%%
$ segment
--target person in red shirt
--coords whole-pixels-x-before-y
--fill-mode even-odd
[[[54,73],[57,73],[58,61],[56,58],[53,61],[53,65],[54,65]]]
%%
> [WHAT THE EXERCISE ASKS]:
Put the entries above into a two-column CSV with headers instruction and response, one row per entry. Place the entry's text under instruction and its answer under response, wrap each field in double quotes, and replace line breaks with spaces.

> [THE COMPLETED TASK]:
instruction,response
"$ segment --target person in red shirt --coords whole-pixels-x-before-y --fill-mode even-odd","[[[54,73],[57,73],[58,61],[56,58],[53,61],[53,65],[54,65]]]"